## Directives
A: In two sentences, what does the passage on canal locks say?
B: Could you extend the passage on canal locks onward from its last sentence?

## Text to read
— BEGIN —

LOCKS, INCLINES, AND LIFTS. The usual methods of transferring vessels from one level or reach of a canal to another one are by locks, inclines, or lifts. Of these three devices, the lock is the one most extensively employed. A lock is a masonry chamber built at the junction of the two reaches, the bottom of which is a continuation of the bottom of the lower reach and the top of which is at the same level as the banks of the upper reach. Structurally this chamber consists of two parallel masonry side walls, closed near each end by a pair of folding gates. When a vessel is passing from the lower reach to the upper reach through a lock, the sequence of operations is as follows: The lower gates being open and the water in the lock being at the same level as the water in the down reach,

the vessel is floated into the lock-chamber and the down gates are closed. By means of valves in the upper gates or culverts in the side walls or floor of the chamber, water from the upper reach is slowly admitted until the water-levels in the chamber and in the upper reach are the same. The upper gates are then opened and the boat floated out into the upper reach to continue its journey. To lock a vessel from the upper reach to the lower reach, the operations described are merely, reversed. The gates are usually made of wood or iron, and each leaf consists structurally of two vertical posts called the quoin-post and the miter-post, connected by horizontal frames, which serve as a framework for carrying the water-tight boarding or plating. The quoin-post has pivots at top and bottom which work in suitable fittings in the side wall, so that each gate-leaf swings open and shuts like a door.

— END —

## Stored data entries
— BEGIN —

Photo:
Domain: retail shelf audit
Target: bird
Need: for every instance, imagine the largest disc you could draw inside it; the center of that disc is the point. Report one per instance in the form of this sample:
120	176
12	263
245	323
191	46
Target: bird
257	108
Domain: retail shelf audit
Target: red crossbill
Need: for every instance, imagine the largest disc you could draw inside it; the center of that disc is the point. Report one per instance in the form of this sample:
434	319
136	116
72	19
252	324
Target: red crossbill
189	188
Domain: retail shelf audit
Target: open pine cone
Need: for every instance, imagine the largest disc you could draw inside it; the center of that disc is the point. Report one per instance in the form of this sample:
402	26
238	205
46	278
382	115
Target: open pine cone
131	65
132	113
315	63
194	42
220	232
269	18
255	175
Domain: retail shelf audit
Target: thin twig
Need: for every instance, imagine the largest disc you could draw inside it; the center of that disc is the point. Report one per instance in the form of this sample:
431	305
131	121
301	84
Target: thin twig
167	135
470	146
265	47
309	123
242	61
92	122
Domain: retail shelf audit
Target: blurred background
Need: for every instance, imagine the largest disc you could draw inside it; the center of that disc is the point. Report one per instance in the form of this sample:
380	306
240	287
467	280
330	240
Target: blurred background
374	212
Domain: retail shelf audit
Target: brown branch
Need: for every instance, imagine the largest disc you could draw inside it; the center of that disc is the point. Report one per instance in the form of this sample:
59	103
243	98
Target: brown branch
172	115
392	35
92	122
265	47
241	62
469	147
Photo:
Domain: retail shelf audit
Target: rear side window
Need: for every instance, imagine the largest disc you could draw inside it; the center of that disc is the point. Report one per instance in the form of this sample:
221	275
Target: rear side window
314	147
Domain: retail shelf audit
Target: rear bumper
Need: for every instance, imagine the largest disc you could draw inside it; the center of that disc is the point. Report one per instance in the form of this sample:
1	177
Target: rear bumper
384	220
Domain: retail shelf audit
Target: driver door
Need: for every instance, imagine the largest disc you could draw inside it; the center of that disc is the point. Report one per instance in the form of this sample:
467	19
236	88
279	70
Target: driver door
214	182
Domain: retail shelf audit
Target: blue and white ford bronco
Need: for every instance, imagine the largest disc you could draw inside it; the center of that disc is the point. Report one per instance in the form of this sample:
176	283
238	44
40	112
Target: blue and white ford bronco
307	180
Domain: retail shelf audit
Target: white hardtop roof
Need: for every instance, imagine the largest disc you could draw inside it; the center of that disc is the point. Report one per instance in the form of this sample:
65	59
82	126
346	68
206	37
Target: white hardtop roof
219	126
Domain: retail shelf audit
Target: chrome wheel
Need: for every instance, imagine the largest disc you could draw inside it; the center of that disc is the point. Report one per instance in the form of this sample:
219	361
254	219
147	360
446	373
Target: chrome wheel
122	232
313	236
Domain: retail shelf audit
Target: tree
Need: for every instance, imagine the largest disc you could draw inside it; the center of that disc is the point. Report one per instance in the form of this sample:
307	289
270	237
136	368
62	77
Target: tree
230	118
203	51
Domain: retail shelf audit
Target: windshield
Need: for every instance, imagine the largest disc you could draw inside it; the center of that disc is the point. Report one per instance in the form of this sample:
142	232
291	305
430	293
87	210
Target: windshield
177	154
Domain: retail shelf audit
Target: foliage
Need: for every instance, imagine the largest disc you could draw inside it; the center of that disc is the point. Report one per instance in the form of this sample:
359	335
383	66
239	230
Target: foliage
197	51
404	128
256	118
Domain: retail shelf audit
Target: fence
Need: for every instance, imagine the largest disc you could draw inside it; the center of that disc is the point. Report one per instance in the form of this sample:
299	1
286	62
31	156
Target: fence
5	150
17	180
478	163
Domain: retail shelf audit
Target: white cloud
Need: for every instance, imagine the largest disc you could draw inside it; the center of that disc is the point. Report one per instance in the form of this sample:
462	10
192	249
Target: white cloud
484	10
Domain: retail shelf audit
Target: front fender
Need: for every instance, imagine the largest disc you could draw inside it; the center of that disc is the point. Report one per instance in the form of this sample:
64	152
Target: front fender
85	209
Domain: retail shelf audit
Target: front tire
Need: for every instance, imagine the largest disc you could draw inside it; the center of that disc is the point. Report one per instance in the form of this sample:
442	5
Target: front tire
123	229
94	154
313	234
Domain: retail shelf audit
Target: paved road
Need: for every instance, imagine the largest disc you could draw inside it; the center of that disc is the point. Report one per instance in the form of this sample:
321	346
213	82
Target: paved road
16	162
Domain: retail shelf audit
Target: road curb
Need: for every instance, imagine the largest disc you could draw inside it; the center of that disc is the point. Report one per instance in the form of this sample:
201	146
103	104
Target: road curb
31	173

— END —

## Outputs for the tasks
A: Vessels pass between canal levels by locks, inclines, or lifts, and the lock, the most widely used of these, is a masonry chamber of two parallel side walls closed near each end by a pair of folding gates. A boat enters through the open lower gates, the lower gates are closed, water from the upper reach is let in through valves or culverts until the levels match, and the upper gates open to release it (the order is reversed for going down), with each wood or iron gate-leaf swinging like a door on a pivoted quoin-post.

B:
A gate consists of two leaves, the swinging edges of which meet on the centre line of the chamber, but as each leaf is somewhat wider than half the width of the chamber, they do not form a straight diaphragm across the chamber when closed, but are shaped like a very flat letter V with its point projecting toward the upper level or reach. This construction gives greater strength to resist the pressure of the water. The height between the bottom of the down reach and the bottom of the upper reach is called the lift of the lock. The practicable height of lift in lock construction is limited, and where great differences in level have to be overcome, a series or flight of locks built end to end is employed. The dimensions and main structural features of the locks of several canals are given in succeeding sections.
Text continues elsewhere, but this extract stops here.